● WHAT IS NEEDED: Reproduce exactly the lines below, from the first one through the line containing "Where can the green grass", and omit any pictures.

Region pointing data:
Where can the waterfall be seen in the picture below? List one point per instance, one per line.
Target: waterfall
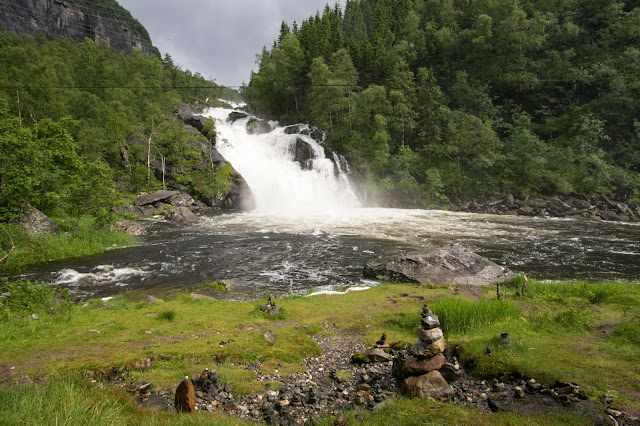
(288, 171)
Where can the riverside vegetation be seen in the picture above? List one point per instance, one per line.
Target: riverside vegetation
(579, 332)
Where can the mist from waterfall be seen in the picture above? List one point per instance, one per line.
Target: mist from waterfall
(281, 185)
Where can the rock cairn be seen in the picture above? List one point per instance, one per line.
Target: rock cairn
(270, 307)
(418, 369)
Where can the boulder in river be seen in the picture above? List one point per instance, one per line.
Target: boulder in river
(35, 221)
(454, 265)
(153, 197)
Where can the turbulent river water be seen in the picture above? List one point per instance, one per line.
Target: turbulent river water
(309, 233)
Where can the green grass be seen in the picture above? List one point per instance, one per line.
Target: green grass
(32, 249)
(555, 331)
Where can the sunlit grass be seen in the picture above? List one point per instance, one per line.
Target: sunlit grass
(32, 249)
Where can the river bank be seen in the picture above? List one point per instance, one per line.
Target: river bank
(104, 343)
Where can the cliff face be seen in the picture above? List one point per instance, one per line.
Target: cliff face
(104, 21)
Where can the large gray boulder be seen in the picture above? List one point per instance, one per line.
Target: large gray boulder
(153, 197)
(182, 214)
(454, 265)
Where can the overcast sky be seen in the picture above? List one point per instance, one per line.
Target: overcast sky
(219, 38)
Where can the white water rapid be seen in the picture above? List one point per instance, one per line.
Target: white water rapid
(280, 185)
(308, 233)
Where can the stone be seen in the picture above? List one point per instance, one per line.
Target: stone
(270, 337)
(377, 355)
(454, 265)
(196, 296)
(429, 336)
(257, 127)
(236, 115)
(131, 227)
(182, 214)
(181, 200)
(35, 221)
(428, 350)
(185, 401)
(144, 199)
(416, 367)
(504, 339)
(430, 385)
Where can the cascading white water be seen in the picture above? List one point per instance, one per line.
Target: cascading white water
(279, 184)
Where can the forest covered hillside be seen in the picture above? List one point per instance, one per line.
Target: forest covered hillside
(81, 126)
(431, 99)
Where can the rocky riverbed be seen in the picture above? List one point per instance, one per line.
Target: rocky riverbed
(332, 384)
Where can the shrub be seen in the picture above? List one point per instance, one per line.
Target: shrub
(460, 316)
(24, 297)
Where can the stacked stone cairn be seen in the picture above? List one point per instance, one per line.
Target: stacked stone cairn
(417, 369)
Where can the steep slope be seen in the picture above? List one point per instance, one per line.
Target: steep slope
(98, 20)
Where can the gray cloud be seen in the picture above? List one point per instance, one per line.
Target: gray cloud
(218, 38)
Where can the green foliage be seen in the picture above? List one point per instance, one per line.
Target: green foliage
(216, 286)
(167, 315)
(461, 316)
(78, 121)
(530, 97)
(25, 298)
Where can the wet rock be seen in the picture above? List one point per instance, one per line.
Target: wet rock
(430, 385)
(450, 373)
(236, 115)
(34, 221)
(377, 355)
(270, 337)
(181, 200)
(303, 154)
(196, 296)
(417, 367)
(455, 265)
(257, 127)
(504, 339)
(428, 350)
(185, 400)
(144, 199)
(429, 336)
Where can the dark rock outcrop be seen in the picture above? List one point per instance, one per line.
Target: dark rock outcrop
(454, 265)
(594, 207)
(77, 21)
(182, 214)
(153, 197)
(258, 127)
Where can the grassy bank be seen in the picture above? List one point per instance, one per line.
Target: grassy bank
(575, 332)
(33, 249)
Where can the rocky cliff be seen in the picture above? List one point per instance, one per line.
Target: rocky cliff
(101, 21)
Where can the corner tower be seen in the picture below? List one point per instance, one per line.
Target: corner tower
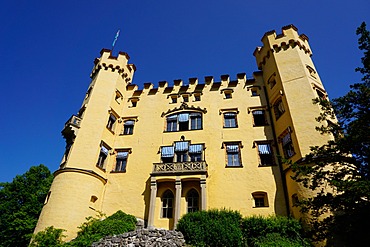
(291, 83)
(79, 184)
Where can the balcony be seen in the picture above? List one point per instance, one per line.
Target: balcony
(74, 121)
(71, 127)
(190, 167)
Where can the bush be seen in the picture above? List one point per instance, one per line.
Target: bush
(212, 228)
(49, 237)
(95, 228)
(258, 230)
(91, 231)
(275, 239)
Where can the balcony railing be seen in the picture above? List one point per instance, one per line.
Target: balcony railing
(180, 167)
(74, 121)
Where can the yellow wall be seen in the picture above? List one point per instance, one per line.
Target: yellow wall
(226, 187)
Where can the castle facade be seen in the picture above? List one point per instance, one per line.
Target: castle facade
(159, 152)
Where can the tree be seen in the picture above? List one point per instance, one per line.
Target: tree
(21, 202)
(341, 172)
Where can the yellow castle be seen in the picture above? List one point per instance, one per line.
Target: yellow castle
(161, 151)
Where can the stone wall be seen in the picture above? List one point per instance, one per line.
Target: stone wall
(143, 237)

● THE COMPLETED TASK:
Where can the waterfall be seen in the picture below? List one point per instance, one per line.
Target: waterfall
(288, 171)
Where can the riverside vegetation be seen in the picture above? List one point per instance, one per line.
Target: riverside vegetation
(579, 332)
Where can the mist from waterfall be seen in the picture above? List one point per instance, one per line.
Target: mist from waterfall
(281, 185)
Where can the rock cairn be seen in the picture above? List one point per instance, one per line.
Target: rock cairn
(270, 307)
(418, 369)
Where can the boulder in river be seen in the picture above? List one point per instance, one per line.
Target: boulder in river
(35, 221)
(454, 265)
(153, 197)
Where can the turbulent river water be seen in the picture above? List one point per instance, one per line.
Target: turbulent river water
(309, 233)
Where can the green grass be seen in the picture above? List one point per instance, one per line.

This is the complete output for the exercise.